Required actions:
1/ Answer these questions from the homily:
(a) According to the quoted claim, how many generations does it take to heal one act of violence?
(b) In which publication did the interview containing that claim appear?
(c) What does St. Paul foresee the Lord coming accompanied by?
2/ Carry the homily forward, starting right after its final sentence.

Excerpt provided:
········

Six years ago (1/11/15), in an interview in The Sunday New York Times Book Review, someone observed that “it takes four generations to heal one act of violence.” That amazing claim must surely lead us to think hard about daily events, from the brutality refugees endure, to war-driven famine, to the sexual abuse in homes in every nation. And our reflection can easily lead us to despair of any possibility of a future with hope.
Yet the claim also compels us to dwell on the Scripture readings for today. When, for example, St. Paul foresees the moment when the Lord will come accompanied by an army of angels; when he prays that we might grow in love for one another and for all, he is not preaching empty piety. Nor is the Son of God warning us of the days to come by using parabolic language we can ignore. The “blessed hope” we await, to quote the Liturgy, speaks to the sin that turns us so cold and indifferent that we live as if there were no God—as if the blood and water that flowed from Jesus’ pierced Heart were a sign of nothing but a Jewish man executed on a Roman cross.

········

(Entries from a point annotation set)
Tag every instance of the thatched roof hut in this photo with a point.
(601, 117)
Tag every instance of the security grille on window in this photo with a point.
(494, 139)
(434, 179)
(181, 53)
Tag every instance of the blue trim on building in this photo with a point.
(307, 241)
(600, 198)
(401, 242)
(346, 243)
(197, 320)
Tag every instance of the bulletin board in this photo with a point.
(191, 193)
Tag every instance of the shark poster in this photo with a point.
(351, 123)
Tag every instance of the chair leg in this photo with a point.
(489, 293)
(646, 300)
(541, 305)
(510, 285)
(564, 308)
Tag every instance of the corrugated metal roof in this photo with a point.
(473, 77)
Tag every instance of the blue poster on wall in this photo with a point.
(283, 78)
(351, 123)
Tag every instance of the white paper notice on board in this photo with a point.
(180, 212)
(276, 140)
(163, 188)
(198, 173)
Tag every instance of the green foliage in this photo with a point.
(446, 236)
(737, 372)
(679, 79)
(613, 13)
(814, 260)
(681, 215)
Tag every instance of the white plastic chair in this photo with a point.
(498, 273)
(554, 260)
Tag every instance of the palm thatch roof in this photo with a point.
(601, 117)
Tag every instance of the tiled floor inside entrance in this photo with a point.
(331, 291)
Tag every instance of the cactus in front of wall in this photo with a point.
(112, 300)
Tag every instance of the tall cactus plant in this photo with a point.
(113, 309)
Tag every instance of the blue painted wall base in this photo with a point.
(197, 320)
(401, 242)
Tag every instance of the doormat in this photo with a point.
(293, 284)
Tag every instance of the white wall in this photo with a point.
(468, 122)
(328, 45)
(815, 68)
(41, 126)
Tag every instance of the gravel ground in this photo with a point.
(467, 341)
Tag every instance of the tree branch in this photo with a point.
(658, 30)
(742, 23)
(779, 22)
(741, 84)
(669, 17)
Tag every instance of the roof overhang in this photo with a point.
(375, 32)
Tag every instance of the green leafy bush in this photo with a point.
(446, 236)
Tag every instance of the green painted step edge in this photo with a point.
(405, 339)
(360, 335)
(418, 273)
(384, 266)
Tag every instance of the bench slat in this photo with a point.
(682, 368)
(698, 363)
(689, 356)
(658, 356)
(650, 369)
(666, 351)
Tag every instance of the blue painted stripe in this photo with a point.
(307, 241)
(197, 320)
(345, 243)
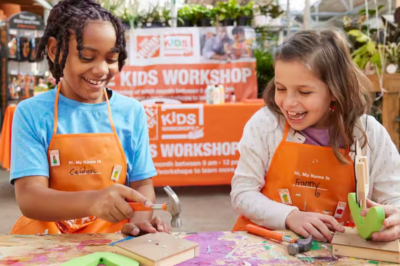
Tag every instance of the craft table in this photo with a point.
(216, 248)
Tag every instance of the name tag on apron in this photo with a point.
(54, 158)
(116, 172)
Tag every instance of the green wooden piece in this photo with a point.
(369, 224)
(102, 258)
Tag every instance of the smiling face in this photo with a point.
(85, 78)
(301, 96)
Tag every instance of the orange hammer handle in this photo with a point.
(261, 231)
(140, 207)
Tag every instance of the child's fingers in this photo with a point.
(314, 232)
(124, 208)
(392, 220)
(389, 209)
(371, 204)
(301, 231)
(130, 229)
(323, 229)
(336, 226)
(146, 226)
(133, 195)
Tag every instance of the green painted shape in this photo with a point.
(306, 259)
(369, 224)
(105, 258)
(267, 247)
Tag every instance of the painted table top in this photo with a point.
(216, 248)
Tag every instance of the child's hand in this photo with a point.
(109, 204)
(316, 224)
(146, 226)
(391, 224)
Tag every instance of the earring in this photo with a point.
(332, 107)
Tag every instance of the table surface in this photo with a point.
(216, 248)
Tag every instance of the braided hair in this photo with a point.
(73, 15)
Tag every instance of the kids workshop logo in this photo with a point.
(178, 45)
(148, 46)
(152, 121)
(182, 122)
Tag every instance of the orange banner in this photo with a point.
(196, 144)
(187, 82)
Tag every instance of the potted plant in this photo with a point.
(367, 54)
(186, 16)
(245, 15)
(227, 12)
(264, 68)
(270, 10)
(166, 15)
(157, 20)
(204, 15)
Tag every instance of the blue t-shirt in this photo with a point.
(33, 123)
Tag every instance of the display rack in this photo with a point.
(21, 76)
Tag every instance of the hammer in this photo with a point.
(173, 207)
(296, 245)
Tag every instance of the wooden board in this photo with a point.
(350, 243)
(159, 249)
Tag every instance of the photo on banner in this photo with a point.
(179, 63)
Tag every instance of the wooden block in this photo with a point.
(158, 249)
(351, 244)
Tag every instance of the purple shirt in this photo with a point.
(318, 137)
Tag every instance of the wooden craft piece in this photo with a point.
(351, 244)
(369, 224)
(102, 258)
(376, 215)
(158, 249)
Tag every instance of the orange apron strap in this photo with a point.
(109, 113)
(56, 111)
(287, 127)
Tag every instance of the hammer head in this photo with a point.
(173, 207)
(301, 245)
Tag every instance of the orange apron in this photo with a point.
(309, 177)
(77, 162)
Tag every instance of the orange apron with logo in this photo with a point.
(309, 177)
(78, 162)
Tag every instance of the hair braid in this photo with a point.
(74, 15)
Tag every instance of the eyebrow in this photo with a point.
(299, 86)
(113, 50)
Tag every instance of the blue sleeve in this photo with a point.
(142, 167)
(28, 151)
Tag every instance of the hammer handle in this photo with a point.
(261, 231)
(140, 207)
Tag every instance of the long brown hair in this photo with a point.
(326, 53)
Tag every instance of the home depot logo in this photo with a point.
(148, 46)
(178, 45)
(182, 121)
(152, 121)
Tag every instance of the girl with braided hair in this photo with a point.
(81, 151)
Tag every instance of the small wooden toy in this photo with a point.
(158, 249)
(355, 242)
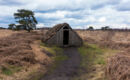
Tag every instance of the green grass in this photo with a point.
(93, 61)
(90, 54)
(10, 69)
(58, 55)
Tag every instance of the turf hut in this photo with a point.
(62, 35)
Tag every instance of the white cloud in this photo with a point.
(102, 19)
(40, 25)
(75, 12)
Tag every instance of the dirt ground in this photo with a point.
(68, 68)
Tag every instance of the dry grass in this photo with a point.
(118, 67)
(16, 49)
(5, 33)
(111, 39)
(20, 51)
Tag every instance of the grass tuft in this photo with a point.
(10, 70)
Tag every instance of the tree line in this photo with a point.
(25, 20)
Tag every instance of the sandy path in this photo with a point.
(68, 68)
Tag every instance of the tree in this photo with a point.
(11, 26)
(26, 18)
(90, 28)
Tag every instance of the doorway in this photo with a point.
(65, 37)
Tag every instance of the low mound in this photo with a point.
(118, 67)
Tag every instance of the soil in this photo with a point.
(68, 68)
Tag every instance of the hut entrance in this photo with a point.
(65, 36)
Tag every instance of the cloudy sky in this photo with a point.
(78, 13)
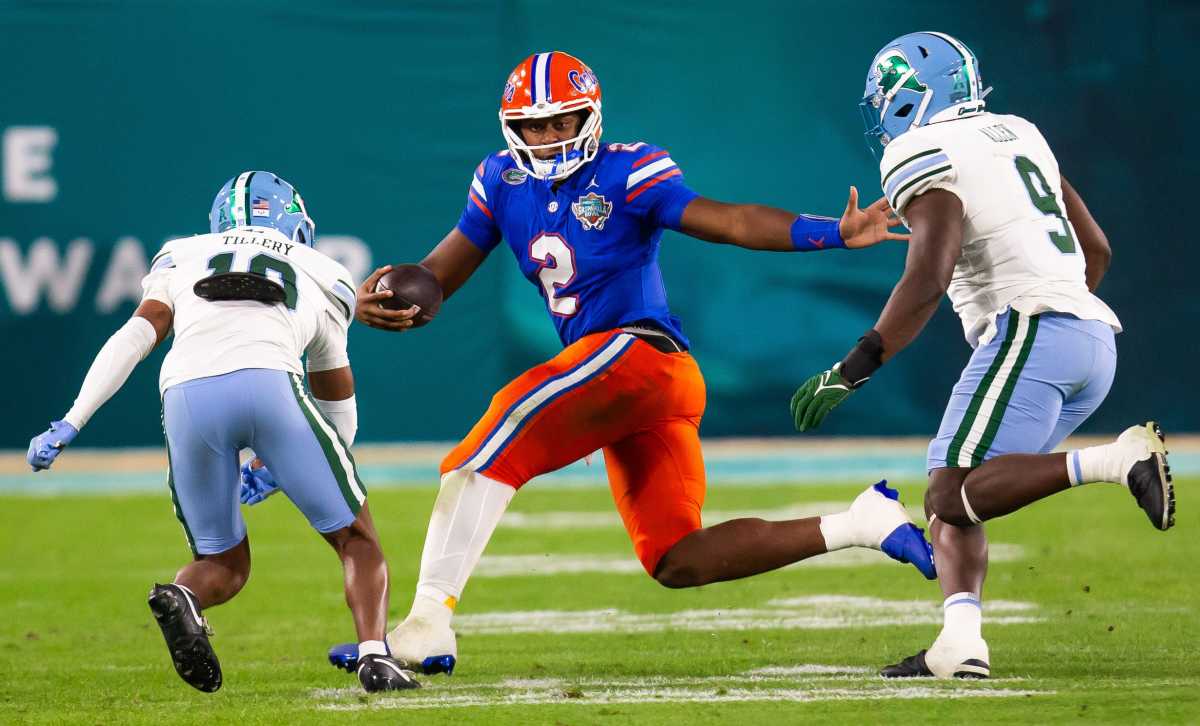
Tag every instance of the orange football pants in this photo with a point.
(613, 391)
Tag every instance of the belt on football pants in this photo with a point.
(659, 340)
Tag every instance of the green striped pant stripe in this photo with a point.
(174, 496)
(979, 396)
(337, 454)
(1006, 394)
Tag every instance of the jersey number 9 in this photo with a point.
(1047, 203)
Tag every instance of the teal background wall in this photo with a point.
(379, 112)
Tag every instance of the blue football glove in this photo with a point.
(45, 448)
(256, 484)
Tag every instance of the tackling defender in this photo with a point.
(1000, 231)
(245, 303)
(583, 221)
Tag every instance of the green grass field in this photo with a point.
(1092, 617)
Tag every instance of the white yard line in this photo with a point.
(816, 612)
(603, 696)
(604, 520)
(544, 565)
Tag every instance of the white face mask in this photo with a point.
(569, 154)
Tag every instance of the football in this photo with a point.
(412, 285)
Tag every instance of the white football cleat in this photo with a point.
(958, 659)
(1139, 461)
(424, 645)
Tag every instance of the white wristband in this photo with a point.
(343, 415)
(112, 367)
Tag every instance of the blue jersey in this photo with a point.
(589, 243)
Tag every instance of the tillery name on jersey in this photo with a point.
(273, 245)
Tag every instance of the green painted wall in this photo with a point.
(379, 112)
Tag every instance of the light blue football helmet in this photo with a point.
(917, 79)
(262, 199)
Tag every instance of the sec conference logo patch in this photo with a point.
(592, 210)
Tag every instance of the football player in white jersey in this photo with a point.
(245, 303)
(997, 228)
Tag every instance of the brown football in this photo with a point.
(412, 285)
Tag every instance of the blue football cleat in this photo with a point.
(438, 664)
(885, 525)
(346, 657)
(907, 544)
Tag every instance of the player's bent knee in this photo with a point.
(943, 498)
(678, 576)
(678, 573)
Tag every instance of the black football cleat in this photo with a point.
(187, 636)
(1150, 480)
(915, 666)
(383, 673)
(910, 667)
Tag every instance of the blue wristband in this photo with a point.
(811, 233)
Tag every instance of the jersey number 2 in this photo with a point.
(557, 263)
(258, 265)
(1044, 201)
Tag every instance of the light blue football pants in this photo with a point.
(1026, 390)
(209, 420)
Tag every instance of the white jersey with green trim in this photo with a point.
(1019, 250)
(215, 337)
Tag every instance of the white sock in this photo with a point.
(468, 508)
(839, 532)
(372, 648)
(1095, 463)
(964, 617)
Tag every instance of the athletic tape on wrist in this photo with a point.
(810, 233)
(863, 360)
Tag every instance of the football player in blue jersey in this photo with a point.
(583, 221)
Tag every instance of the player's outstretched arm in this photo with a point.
(1097, 251)
(108, 372)
(759, 227)
(453, 262)
(936, 243)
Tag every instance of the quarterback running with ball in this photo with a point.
(583, 221)
(245, 304)
(997, 228)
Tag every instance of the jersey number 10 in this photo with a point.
(262, 264)
(1047, 203)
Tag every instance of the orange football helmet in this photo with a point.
(549, 84)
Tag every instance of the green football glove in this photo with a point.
(820, 395)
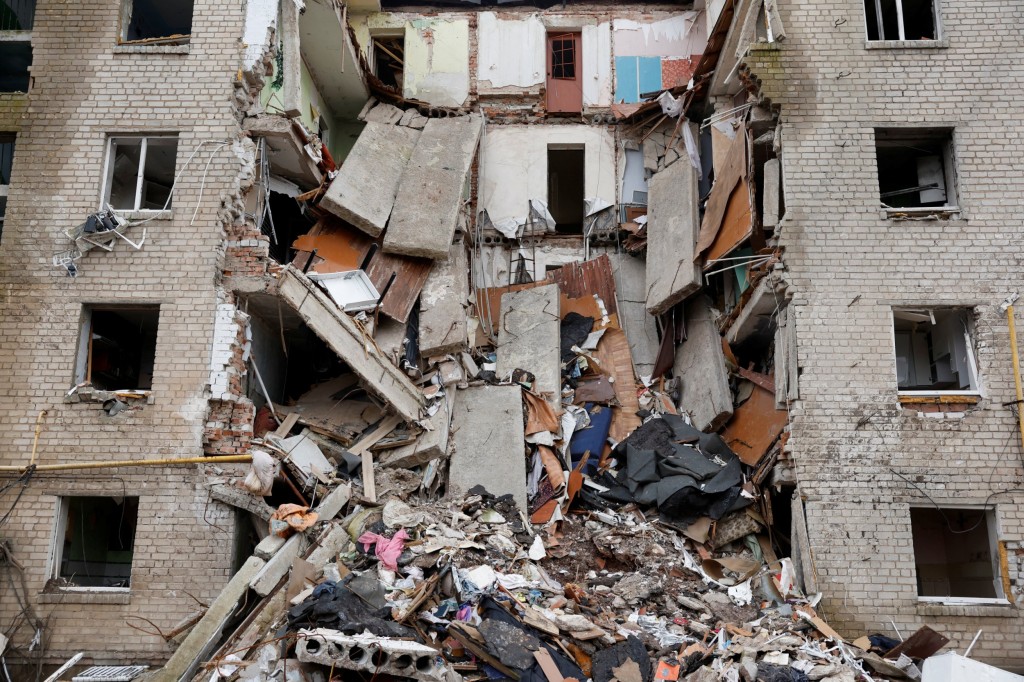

········

Answers for the exercise:
1/
(a) Four generations.
(b) The Sunday New York Times Book Review.
(c) An army of angels.

2/
Yet God does not mean for the endemic violence of domestic, economic, or political oppression to be the final word in human history. And when the Scriptures speak of growth in love, they reveal the plans of God for an end to the brutal human ruthlessness that gets passed on to the second, third and fourth generation in any land we care to name.
When he came the first time, the divine Son of God united himself, in a certain way, with each human being (see Gaudium et spes, no. 22). That union endures. So Jesus comes now to insist on our repentance from the evil done to him, and on our cooperation with the steadfast love God wants our world filled with now and always. Christ’s love makes radical demands. Nor does his future coming mean cold indifference goes unnoticed.
Even so, the Scriptures show us a vision of abiding love. We await “the blessed hope” that he will return to set things right and end cold, systemic, brutal human cruelty once and for all. And so we pray: “Our Father. … Your kingdom come. Your will be done…”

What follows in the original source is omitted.